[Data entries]
--------------------

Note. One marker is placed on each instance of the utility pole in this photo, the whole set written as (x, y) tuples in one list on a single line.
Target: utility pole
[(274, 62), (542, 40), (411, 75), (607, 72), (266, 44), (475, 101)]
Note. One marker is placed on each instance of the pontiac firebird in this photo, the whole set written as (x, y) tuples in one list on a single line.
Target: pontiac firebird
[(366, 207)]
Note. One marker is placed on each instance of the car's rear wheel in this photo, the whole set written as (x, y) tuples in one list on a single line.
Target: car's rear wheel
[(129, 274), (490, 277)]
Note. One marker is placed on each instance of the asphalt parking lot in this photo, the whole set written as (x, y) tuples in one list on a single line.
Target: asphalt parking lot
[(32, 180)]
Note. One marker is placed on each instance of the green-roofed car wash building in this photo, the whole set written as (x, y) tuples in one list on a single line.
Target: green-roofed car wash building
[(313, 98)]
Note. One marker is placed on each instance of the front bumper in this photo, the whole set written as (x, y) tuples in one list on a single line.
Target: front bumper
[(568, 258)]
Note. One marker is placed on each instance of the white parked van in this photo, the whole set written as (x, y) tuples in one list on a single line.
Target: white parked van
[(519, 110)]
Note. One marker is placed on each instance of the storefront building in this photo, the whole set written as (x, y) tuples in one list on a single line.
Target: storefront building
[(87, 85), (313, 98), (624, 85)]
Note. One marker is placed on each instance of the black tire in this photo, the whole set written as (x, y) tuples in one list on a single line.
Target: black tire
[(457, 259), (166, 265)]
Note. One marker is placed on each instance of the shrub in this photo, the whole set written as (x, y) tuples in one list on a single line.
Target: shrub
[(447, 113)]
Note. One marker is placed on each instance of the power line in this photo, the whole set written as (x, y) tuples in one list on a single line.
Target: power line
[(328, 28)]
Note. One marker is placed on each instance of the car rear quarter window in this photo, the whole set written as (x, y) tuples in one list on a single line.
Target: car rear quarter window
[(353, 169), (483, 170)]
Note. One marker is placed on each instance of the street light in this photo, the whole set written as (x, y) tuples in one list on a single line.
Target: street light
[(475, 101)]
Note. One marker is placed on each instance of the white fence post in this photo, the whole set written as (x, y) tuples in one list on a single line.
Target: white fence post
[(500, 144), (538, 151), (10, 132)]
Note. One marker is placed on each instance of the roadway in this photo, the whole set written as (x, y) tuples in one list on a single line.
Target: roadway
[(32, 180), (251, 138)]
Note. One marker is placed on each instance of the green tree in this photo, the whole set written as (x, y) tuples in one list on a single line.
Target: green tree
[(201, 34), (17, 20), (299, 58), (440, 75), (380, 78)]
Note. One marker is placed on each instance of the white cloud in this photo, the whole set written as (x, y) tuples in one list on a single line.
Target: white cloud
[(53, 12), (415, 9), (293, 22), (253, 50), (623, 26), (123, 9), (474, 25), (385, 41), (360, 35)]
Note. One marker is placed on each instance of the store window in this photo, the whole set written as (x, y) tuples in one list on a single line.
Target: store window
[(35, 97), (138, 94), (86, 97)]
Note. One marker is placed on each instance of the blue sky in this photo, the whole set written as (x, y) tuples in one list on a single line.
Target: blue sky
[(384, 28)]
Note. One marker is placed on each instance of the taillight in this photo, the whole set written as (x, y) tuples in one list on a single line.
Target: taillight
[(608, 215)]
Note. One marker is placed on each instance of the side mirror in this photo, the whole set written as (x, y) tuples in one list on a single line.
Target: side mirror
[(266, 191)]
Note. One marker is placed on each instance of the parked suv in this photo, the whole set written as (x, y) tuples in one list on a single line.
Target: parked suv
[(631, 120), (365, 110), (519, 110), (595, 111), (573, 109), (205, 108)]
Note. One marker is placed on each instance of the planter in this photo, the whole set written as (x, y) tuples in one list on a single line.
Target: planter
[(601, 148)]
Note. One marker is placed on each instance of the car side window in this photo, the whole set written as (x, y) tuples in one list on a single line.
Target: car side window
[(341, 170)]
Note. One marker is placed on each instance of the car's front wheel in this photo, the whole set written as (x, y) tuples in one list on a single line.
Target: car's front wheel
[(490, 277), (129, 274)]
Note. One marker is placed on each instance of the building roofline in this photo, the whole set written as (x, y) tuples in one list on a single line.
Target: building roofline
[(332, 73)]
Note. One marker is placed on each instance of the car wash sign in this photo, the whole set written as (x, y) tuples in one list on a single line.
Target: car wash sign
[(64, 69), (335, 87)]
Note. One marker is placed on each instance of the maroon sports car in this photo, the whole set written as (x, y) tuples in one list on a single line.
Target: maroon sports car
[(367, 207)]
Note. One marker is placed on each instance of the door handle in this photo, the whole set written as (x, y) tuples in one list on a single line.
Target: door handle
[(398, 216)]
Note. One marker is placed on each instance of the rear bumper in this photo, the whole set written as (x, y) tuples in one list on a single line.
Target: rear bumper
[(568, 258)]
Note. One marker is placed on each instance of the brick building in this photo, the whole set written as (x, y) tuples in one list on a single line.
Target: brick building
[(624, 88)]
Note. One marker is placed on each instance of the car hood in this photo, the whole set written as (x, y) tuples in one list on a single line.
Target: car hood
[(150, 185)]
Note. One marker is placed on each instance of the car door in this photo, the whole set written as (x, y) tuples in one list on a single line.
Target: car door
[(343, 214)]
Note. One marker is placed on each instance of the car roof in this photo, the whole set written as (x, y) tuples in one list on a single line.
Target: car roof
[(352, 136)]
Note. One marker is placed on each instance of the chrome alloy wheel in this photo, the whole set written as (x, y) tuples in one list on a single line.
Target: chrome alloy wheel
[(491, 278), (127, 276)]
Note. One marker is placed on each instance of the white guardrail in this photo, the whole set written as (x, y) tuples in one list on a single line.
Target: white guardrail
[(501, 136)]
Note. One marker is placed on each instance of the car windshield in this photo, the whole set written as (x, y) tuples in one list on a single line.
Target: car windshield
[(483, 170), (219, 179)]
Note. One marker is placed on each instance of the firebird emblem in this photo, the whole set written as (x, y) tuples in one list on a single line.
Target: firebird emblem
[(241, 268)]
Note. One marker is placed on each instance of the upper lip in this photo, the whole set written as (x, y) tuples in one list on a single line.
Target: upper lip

--------------------

An exact copy of all the entries above is what is needed.

TASK ANSWER »
Note. One marker is placed on each instance of the utility pole in this photo, the whole set written as (x, y) tuples in one list on a single line.
Target: utility pole
[(274, 62), (542, 40), (411, 75), (607, 72), (266, 44), (475, 101)]
Note. One marker is placed on each instance of the pontiac firebird in this photo, the whole set written as (x, y) tuples in one list on a single line.
Target: pontiac firebird
[(366, 207)]
Note. One marker is placed on each instance of the car's rear wheel in this photo, the whole set written as (x, y) tuples in one list on a single line.
Target: car's rear wheel
[(129, 274), (490, 277)]
Note. One marker is placed on each instance of the asphalt parking lot in this photo, the whole set written as (x, y) tuples in one list on a single line.
Target: asphalt parking lot
[(32, 180)]
Note. One marker is placed on each instance of the green-roofed car wash building in this photo, the whole set written as (x, y) tuples in one list on a single line.
Target: green-roofed car wash building
[(313, 98)]
Note. One marker is placed on each instance of the front bumper in this photo, the whole set written as (x, y) tuples in one list on a single line.
Target: front bumper
[(568, 258)]
Note. One marker is placed on each instance of the white parked van in this photo, the whole set written as (x, y) tuples in one list on a single line.
Target: white parked van
[(519, 110)]
Note. One marker is placed on each instance of the storefront building in this photo, the whole set written as (x, y) tuples in one list on a single line.
Target: storefront building
[(87, 85), (313, 98), (624, 85)]
Note. One marker is placed on each instance of the black tire in this photo, the whole set written as (x, y) tuples in one list on a single line.
Target: black tire
[(457, 259), (166, 265)]
Note. One marker is placed on each instance of the shrub in this photo, the whole set written as (x, y) tuples in one list on a single line.
Target: shrub
[(447, 113)]
Note. One marker is placed on each instance of the power line in this photo, the whole set written as (x, y) tuples in one list on a single line.
Target: power line
[(328, 28)]
Note. One marker is placed on each instance of the car rear quarter window in this photo, the whole set written as (x, y) tuples in one list on a single line.
Target: car rear quarter window
[(353, 169), (483, 170)]
Note. One marker is placed on each instance of the street light in this photo, the whole set written as (x, y) tuples in one list on a single line.
Target: street light
[(475, 101)]
Note. One marker is placed on each instance of the white fence post in this photo, the whole set written as (x, y) tuples in one list on a single line.
Target: white fence post
[(500, 144), (538, 151), (10, 132)]
Note. One marker is placed on each instance of the roadway in this photo, the whole set written as (x, y) tuples in one list on a single line.
Target: roadway
[(32, 180), (251, 138)]
Note. One marker is placed on each instance of the green tree in this photo, the whole set written as (x, y) tuples in one list on a single line.
Target: green tree
[(201, 34), (17, 20), (299, 58), (440, 75), (380, 78)]
Note. One marker is placed on each instance of the white cloud in this photo, the whole set written as (x, y) tuples in one list on a single line.
Target: white cloud
[(53, 12), (415, 9), (293, 22), (253, 50), (623, 26), (123, 9), (474, 25), (385, 41), (360, 35)]
Note. One marker is placed on each instance of the store window in this photo, the whole set written as (x, y) tuples in one list on a single line.
Target: store window
[(35, 97), (138, 94), (86, 97)]
Note. One marker is placed on each instance of the blue sky in this photo, the whole set written as (x, y) tuples in one list on a single line.
Target: blue sky
[(384, 28)]
Note. One marker is placed on each instance of the taillight in this photo, the whole set written as (x, y) tuples in one list on a single line.
Target: taillight
[(608, 215)]
Note. One marker is placed on each instance of the side mirror in this photo, the whole set written as (x, y) tuples in one list on a single line.
Target: side mirror
[(266, 191)]
Note. One marker is placed on each instance of the parked suv in this photo, the whole set written as (x, y) tuples in one list on a single line.
Target: parked suv
[(631, 120), (365, 110), (519, 110), (595, 111), (573, 109), (205, 108)]
Note. One marker is placed on each instance of the planter in this photo, the whole set written as (x, y) tuples in one list on a single line.
Target: planter
[(601, 148)]
Note. One marker is placed on each instance of the car side window in this photo, the whole set written as (x, y) tuples in one list on a single line.
Target: car side window
[(341, 170)]
Note. One marker is placed on each instance of the car's front wheel in this photo, the whole set written as (x, y) tuples in one list on a single line.
Target: car's front wheel
[(490, 277), (129, 274)]
Note. One marker is placed on each instance of the building roofline in this photo, the whole set written as (x, y) tuples in one list on a single line.
Target: building roofline
[(332, 73)]
Note. One marker is placed on each instance of the car wash sign in this photo, the whole set written as (x, y) tuples in one list on a single line.
Target: car wash sign
[(64, 69), (335, 87)]
Note. One marker is placed on each instance of the maroon sports car in this photo, the whole set written as (x, y) tuples in one list on a single line.
Target: maroon sports car
[(367, 207)]
Note. One marker is placed on each instance of the door handle in this photo, the whole set written as (x, y) tuples in one list on a single line.
Target: door handle
[(398, 216)]
Note. One marker is placed on each instance of the rear bumper in this photo, the whole set written as (x, y) tuples in one list on a single line.
Target: rear bumper
[(568, 258)]
Note. One marker is placed on each instance of the brick building in this photo, the whole set written as (x, y) tuples in one list on a single line.
Target: brick building
[(624, 88)]
Note. One marker is placed on each instance of the car hood in this photo, the whole set written as (x, y) tuples in one list on a single line.
Target: car hood
[(150, 185)]
Note. One marker is placed on each instance of the car door in this photo, the whole set written as (x, y) tuples in one list on a single line.
Target: car door
[(343, 214)]
Note. One marker is placed on each instance of the car roof in this photo, the whole set written as (x, y) tuples in one list on a single line.
Target: car roof
[(352, 136)]
Note. One marker is placed on each instance of the chrome alloy wheel in this photo, the whole set written as (x, y) tuples in one list on a single line.
Target: chrome alloy wheel
[(491, 278), (127, 276)]
Note. One marker is placed on each instance of the white guardrail in this photo, the whole set written as (x, y) tuples in one list on a single line.
Target: white guardrail
[(501, 136)]
Note. One marker is placed on each instance of the car windshield in this photo, the whole set written as (x, y) tuples in one list on a single line.
Target: car windshield
[(483, 170), (219, 179)]
Note. One marker is placed on each instance of the firebird emblem in this photo, the whole set written as (x, y) tuples in one list on a single line.
Target: firebird emblem
[(241, 268)]
Note. One marker is placed on each instance of the upper lip in this photo, the whole set written as (x, y) tuples in one list on a single line.
Target: upper lip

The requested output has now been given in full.